--- START ---

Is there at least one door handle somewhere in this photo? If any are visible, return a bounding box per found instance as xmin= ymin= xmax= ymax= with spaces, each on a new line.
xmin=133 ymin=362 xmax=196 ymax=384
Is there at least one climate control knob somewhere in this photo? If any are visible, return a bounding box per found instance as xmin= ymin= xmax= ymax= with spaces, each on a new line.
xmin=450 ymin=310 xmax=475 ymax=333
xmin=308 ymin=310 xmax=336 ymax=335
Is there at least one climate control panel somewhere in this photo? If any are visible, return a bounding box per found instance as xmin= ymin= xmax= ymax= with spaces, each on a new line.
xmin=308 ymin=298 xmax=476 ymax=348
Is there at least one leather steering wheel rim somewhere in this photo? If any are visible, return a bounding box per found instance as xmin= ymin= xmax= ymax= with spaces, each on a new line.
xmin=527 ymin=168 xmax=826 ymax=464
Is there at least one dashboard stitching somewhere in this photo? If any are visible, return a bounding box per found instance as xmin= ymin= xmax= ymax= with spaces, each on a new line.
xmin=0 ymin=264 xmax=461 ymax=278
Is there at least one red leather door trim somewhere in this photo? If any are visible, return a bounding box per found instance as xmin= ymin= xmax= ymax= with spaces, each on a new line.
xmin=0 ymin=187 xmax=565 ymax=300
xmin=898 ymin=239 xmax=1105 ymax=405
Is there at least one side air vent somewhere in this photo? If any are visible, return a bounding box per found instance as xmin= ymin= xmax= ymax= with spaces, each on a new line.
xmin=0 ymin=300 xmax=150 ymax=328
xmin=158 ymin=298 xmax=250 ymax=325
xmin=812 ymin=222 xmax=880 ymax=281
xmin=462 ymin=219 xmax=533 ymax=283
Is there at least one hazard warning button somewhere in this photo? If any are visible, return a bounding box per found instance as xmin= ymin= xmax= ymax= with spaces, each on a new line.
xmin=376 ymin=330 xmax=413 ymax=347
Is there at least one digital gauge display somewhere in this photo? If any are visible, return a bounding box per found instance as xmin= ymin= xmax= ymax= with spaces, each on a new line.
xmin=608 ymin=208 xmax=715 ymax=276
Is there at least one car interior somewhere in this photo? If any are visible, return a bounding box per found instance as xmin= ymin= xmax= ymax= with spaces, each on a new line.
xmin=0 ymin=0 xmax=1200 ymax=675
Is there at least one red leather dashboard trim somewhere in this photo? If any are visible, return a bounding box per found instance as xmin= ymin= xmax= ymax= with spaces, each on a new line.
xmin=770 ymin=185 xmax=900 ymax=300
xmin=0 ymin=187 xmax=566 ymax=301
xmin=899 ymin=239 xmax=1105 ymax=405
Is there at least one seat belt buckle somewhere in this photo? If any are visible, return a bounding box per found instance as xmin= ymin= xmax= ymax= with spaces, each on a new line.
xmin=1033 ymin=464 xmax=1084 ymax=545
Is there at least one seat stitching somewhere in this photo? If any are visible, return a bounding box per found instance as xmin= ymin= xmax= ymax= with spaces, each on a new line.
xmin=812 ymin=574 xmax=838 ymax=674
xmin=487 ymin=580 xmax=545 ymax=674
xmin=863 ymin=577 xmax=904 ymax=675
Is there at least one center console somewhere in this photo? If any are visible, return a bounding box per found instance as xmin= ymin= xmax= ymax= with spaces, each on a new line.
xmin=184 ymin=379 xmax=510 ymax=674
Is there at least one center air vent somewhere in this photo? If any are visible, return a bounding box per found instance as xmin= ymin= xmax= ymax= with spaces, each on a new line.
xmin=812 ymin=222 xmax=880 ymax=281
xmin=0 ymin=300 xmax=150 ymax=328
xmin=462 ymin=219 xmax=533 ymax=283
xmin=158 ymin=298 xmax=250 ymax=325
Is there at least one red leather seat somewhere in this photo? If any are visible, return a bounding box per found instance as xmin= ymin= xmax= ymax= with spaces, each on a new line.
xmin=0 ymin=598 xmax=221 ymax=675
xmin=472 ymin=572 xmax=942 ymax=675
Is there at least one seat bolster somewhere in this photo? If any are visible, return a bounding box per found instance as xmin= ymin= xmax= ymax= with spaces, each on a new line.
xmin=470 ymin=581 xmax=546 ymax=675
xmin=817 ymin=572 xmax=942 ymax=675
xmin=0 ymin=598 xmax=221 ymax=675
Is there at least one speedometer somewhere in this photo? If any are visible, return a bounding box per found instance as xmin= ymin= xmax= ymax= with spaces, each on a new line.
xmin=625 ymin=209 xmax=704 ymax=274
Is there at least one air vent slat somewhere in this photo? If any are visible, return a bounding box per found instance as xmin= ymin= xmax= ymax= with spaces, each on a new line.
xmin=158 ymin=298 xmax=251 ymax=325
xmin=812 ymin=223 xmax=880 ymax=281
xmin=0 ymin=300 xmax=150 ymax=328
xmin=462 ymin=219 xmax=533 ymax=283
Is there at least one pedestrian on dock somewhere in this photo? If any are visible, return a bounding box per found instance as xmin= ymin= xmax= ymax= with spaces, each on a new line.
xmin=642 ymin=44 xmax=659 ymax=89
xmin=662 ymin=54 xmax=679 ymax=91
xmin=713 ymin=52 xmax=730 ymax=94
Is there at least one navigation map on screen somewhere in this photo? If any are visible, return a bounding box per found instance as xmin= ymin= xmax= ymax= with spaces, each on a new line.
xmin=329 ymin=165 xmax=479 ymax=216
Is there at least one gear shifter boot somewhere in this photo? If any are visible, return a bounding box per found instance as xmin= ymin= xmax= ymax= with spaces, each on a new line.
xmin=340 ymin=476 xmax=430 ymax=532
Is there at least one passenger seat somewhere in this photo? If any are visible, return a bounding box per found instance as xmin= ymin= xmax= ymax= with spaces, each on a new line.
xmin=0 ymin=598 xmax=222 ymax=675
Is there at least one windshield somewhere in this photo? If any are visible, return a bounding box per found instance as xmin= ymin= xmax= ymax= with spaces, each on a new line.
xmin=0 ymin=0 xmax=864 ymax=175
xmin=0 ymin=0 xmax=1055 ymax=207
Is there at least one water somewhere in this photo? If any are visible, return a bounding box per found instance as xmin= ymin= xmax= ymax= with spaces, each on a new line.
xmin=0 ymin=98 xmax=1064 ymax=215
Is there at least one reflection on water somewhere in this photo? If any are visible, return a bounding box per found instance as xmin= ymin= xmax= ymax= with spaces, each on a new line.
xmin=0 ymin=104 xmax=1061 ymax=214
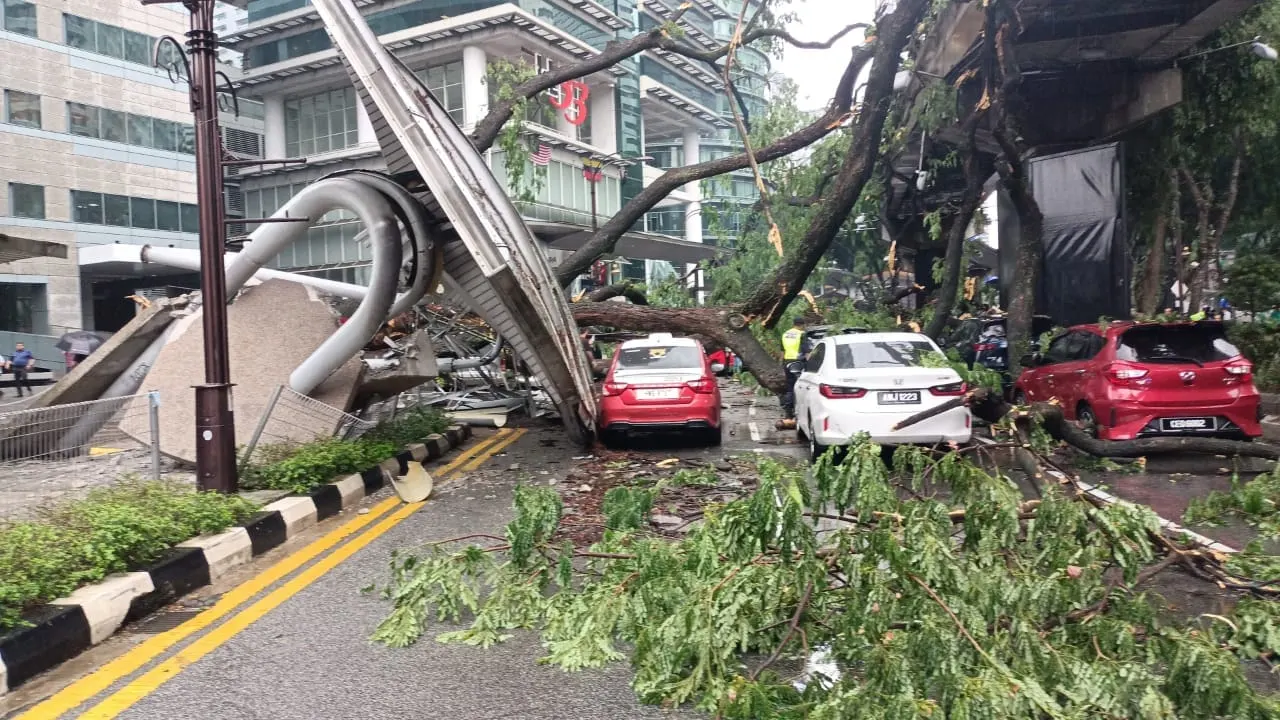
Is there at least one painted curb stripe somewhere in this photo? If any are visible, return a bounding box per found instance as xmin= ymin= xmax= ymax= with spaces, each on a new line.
xmin=0 ymin=425 xmax=483 ymax=696
xmin=19 ymin=422 xmax=509 ymax=720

--- END ---

EXERCISE: Print the records exactly, from the line containing "Is there at least one gear" through the line containing "xmin=0 ymin=0 xmax=1055 ymax=207", with both of those lines included.

THE SOLUTION:
Is there at least one gear shifter boot somewhere in this photo? If any are visible, return a bounding box per found instance as xmin= ymin= xmax= ymax= with spaces, each on a new line.
xmin=340 ymin=476 xmax=430 ymax=532
Is there at least one passenger seat somewhere in this photo? If any are visible, return a bounding box per found instance as xmin= ymin= xmax= ymax= with spaces, each on a new line.
xmin=0 ymin=598 xmax=222 ymax=675
Is there at least one windshield somewhere in this photo? If any are visible, return a bounding box per found instance as xmin= ymin= xmax= ymax= with spaces, each on a new line.
xmin=0 ymin=0 xmax=864 ymax=175
xmin=0 ymin=0 xmax=1055 ymax=207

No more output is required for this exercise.